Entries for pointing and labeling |
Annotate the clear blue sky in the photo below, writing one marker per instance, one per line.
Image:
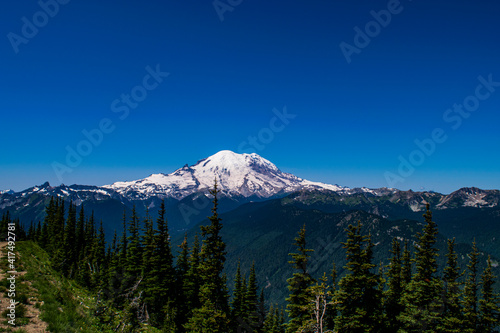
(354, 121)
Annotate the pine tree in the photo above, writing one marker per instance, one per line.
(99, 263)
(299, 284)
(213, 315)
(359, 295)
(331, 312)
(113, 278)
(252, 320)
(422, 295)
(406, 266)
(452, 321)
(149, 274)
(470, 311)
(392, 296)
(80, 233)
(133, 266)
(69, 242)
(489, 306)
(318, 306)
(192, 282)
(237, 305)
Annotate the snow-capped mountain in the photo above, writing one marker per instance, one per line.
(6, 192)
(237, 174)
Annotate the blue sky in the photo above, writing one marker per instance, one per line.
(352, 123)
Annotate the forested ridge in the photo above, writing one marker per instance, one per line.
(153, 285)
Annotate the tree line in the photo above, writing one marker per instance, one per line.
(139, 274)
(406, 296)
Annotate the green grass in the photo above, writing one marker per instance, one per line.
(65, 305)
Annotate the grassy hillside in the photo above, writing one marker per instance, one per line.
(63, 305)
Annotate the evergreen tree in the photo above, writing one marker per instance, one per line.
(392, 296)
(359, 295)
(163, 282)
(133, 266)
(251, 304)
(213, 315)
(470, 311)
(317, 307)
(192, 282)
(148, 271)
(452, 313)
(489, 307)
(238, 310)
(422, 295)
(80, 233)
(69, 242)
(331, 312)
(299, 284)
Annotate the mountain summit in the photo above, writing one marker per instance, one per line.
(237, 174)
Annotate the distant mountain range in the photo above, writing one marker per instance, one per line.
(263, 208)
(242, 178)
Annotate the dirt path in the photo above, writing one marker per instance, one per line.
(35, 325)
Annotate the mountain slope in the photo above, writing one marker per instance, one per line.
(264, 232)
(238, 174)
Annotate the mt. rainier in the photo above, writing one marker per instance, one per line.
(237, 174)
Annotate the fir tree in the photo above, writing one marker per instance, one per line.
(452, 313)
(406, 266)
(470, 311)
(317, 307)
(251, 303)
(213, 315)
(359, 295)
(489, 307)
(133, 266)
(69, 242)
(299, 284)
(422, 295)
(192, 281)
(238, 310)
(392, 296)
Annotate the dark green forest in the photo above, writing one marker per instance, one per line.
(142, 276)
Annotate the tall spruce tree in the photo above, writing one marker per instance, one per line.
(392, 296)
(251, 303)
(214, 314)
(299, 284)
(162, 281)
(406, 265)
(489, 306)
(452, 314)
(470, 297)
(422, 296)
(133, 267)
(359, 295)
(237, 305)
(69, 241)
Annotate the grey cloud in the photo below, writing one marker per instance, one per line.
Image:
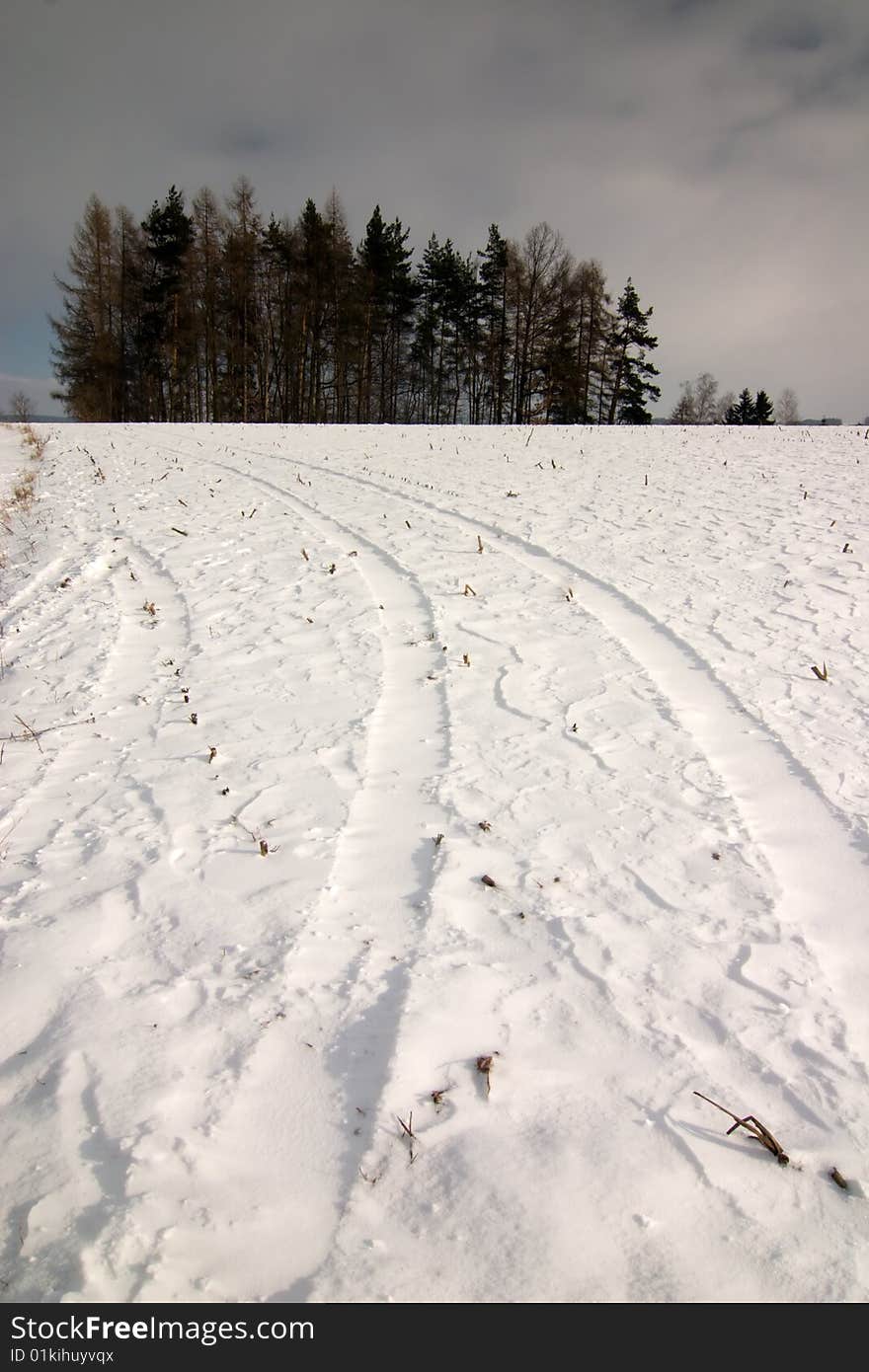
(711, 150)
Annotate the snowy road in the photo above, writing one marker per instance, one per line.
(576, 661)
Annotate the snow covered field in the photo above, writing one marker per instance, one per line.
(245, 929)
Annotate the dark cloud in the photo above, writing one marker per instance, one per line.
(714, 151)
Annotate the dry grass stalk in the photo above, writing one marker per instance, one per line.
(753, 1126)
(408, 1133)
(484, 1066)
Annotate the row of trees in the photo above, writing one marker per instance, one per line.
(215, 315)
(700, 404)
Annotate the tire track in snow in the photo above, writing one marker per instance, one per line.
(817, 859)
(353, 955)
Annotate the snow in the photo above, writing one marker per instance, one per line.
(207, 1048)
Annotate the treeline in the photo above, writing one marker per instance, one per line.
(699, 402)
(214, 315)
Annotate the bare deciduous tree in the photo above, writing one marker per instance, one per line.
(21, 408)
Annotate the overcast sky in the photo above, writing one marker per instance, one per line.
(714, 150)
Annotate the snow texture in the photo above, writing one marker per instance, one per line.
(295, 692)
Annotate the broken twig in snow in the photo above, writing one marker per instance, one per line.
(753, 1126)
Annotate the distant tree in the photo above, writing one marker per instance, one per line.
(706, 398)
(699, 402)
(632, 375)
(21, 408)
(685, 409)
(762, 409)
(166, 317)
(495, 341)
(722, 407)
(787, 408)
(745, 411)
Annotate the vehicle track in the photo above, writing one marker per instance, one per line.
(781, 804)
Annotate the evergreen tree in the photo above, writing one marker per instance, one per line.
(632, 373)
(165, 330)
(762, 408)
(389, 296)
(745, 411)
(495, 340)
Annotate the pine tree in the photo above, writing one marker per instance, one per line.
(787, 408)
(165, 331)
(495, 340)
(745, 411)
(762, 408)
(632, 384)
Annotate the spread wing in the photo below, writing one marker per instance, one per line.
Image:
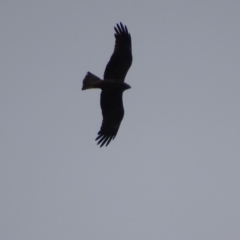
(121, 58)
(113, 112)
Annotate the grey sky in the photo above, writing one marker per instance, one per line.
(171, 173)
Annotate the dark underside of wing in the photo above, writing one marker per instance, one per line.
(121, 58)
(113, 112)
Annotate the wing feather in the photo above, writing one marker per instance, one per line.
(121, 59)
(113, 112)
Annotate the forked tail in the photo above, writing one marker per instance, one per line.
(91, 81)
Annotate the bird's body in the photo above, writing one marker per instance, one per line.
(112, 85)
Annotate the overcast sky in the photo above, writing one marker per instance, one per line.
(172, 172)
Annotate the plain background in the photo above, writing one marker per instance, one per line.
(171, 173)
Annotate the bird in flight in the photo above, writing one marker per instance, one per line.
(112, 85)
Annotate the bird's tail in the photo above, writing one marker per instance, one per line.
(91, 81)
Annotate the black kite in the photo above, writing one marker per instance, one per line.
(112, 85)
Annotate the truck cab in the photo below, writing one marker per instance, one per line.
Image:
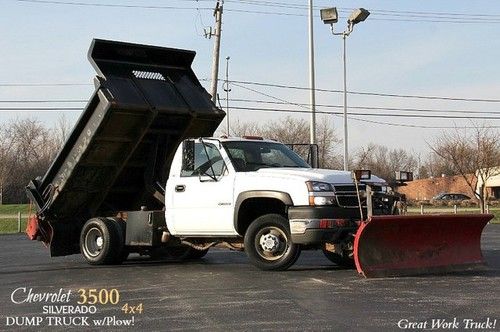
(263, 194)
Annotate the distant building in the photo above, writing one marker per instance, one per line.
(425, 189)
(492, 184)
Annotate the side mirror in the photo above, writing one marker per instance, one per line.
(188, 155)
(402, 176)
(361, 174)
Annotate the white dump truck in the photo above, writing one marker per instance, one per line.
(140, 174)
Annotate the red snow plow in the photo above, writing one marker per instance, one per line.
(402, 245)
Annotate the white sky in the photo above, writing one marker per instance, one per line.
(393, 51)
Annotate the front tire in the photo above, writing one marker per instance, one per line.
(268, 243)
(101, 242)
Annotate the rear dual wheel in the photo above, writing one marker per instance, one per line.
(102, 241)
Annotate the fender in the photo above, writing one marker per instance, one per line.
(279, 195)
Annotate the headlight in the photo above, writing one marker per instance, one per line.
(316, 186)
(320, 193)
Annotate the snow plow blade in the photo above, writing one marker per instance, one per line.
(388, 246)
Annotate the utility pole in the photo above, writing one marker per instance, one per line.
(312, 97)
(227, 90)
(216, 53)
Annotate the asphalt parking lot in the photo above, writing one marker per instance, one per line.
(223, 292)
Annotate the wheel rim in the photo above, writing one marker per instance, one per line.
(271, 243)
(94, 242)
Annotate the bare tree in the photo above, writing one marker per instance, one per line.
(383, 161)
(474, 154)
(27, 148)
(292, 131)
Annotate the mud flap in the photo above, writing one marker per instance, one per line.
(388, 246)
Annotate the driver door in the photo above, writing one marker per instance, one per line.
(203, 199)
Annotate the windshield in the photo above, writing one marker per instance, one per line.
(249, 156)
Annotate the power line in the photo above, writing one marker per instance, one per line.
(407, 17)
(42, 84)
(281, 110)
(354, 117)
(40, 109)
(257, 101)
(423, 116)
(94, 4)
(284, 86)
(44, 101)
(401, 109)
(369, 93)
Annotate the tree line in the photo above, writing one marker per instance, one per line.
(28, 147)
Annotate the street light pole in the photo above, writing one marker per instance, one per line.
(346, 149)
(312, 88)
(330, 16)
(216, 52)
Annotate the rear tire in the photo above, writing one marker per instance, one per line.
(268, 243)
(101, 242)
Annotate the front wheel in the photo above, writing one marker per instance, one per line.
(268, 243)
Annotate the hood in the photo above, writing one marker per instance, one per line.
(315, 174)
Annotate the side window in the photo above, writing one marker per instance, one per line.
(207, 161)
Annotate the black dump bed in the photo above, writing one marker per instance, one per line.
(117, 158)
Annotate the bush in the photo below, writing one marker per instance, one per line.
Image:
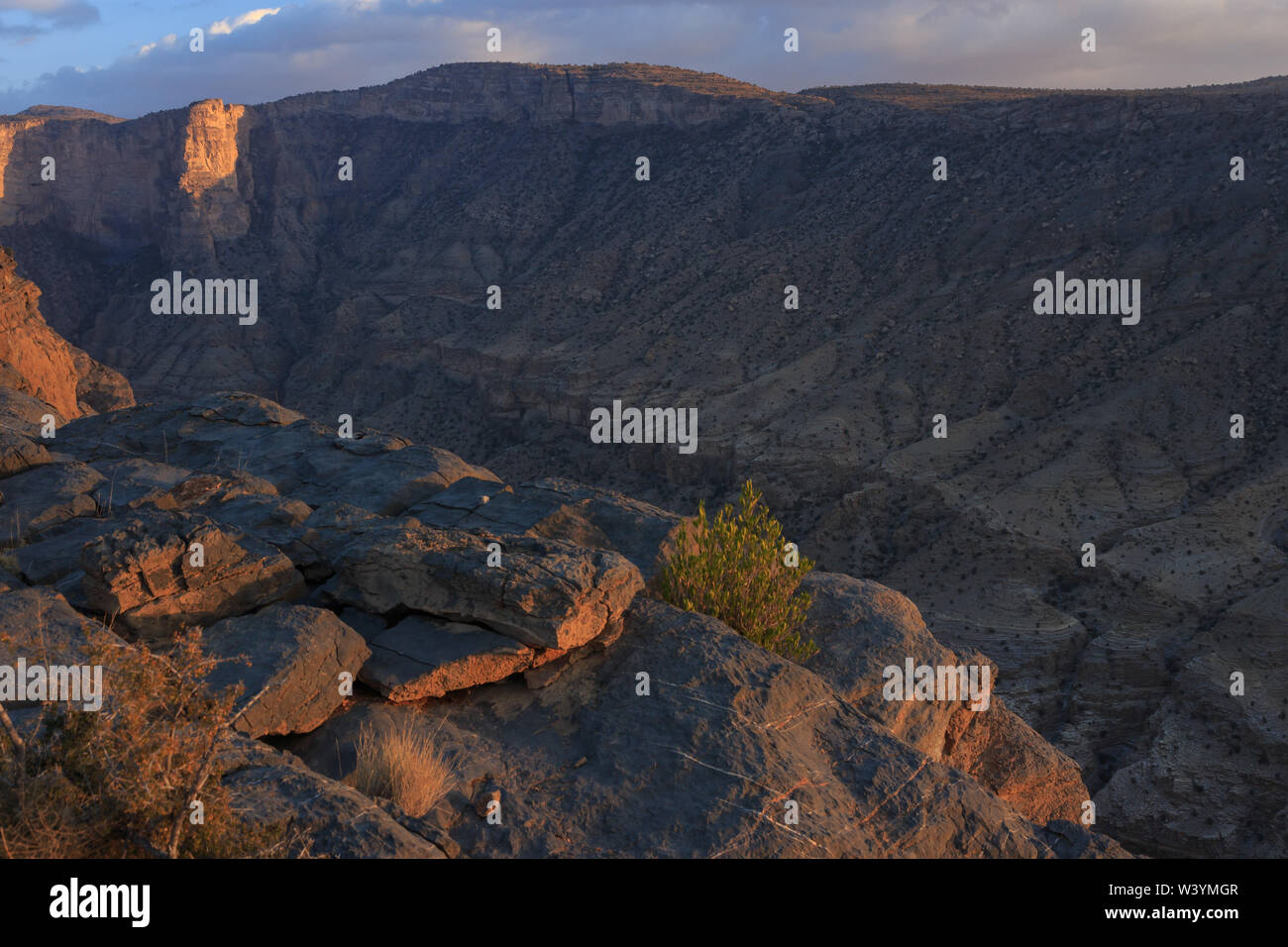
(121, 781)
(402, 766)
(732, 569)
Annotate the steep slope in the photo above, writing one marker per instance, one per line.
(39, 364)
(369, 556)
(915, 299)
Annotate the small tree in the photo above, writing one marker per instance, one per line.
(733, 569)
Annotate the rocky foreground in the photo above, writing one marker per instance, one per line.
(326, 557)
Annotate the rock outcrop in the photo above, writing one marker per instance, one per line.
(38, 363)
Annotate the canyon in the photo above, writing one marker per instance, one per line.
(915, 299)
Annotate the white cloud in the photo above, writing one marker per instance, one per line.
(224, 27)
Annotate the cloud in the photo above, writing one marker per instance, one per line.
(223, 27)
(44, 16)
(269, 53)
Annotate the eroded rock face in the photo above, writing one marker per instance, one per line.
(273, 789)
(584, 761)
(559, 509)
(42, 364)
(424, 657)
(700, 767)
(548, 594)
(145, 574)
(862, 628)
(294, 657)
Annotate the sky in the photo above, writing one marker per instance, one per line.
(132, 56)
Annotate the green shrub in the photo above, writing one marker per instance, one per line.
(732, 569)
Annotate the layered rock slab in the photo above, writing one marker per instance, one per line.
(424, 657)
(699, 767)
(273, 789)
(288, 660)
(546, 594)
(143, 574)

Task to complete | Format as a numbered list every line from the one that contains "Annotate the white cloud" through the end of the items, with blank lines omitted.

Written solution |
1. Annotate the white cloud in the photo above, writing one marker per instance, one per line.
2. (224, 27)
3. Annotate the cloud in the photo above, writing one marker per instance, one per line.
4. (223, 27)
5. (44, 16)
6. (269, 53)
7. Annotate the eroded rock face in the photo above, writing one marker per instance, one per line.
8. (273, 789)
9. (584, 761)
10. (559, 509)
11. (42, 364)
12. (424, 657)
13. (700, 767)
14. (548, 594)
15. (145, 574)
16. (862, 628)
17. (294, 657)
18. Annotate the sky in the photo above, writing one marker per instance, one per line.
19. (132, 56)
20. Annotate the green shrub in the photo above, writing one marker per instance, one per line.
21. (732, 569)
22. Annotate the layered rock slab in the photo above, writing one marker per instance, one per line.
23. (424, 657)
24. (699, 767)
25. (273, 789)
26. (288, 660)
27. (546, 594)
28. (143, 574)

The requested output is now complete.